● USING THE INFORMATION
• A. What value did Packaged Facts recently put on the omega-3 market, according to the omega-3 passage?
• B. Carry on the omega-3 passage from its last sentence.

● SELECTED PASSAGE
++++++++++
Twelve weeks of supplementation was also associated with a significant reduction in a range of inflammatory marker compounds: A beneficial result considering that inflammation is reported to be a major factor in many age-associated sources of death and disability, note the Ohio State scientists.
“The reduction in anxiety symptoms associated with [omega]-3 supplementation provides the first evidence that [omega]-3 may have potential [anti-anxiety] benefits for individuals without an anxiety disorder diagnosis,” wrote the authors in Brain, Behavior, and Immunity.
The study adds to the ever growing body of science supporting the potential health benefits of omega-3. The majority of the science has focused on the cardiovascular benefits of the oils, but an increasing number of studies are reporting the potential cognitive effects related to mood and behavior.
The health benefits of omega-3 fatty acids have been well communicated to consumers and this has led to a buoyant market for omega-3 products, recently valued at almost $8 billion (€5.57 billion) by Packaged Facts.
According to the report, the market grew 17% from 2009 and such growth is predicted to continue, said the market researcher.
++++++++++
● DATA FOR ANALYSIS
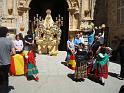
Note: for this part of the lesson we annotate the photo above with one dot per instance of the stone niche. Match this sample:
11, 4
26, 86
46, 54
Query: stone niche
++++++++++
● ANSWERS BY ITEM NUMBER
• A. Almost $8 billion (€5.57 billion).

• B.
The US dominates with sales of $4bn (€2.78bn) in foods and drinks compared to $1.3bn (€900m) for dietary supplements, with much of the food and beverage figure accounted for by omega-3 fortified infant foods and formulas.
“Observational studies have linked lower omega-3 polyunsaturated fatty acids (PUFAs) and higher omega-6 PUFAs with inflammation and depression, but randomized controlled trial (RCT) data have been mixed,” explained the researchers.
In order to provide RCT data, the Ohio State researchers recruited 68 medical students to participate in their parallel group, placebo-controlled, double-blind trial. The med students were given either placebo capsules or omega-3 capsules containing 2085 mg of EPA (eicosapentaenoic acid) and 348 mg DHA (docosahexanoic acid). The supplements and placebo were provided by OmegaBrite and the study was supported financially by a grant from the National Institutes of Health.
Results showed a 14% reduction in levels of the production of pro-inflammatory interleukin 6 (IL-6), as well as a 20% reduction in anxiety symptoms in the omega-3 group, compared to the placebo group.
“The reduction in anxiety symptoms associated with omega-3 supplementation provides the first evidence that omega-3s may have potential [anti-anxiety] benefits for individuals without an anxiety disorder diagnosis,” wrote the researchers.
“Proinflammatory cytokines promote secretion of corticotropin-releasing hormone (CRH), a primary gateway to hormonal stress responses; CRH also stimulates the amygdala, a key brain region for fear and anxiety. Accordingly, alterations in inflammation could also influence anxiety.”
However, the researchers noted no effect on symptoms of depression, which they add agrees with results from a meta-analysis (American Journal of Clinical Nutrition, 2010, Vol. 91, pp. 757-770).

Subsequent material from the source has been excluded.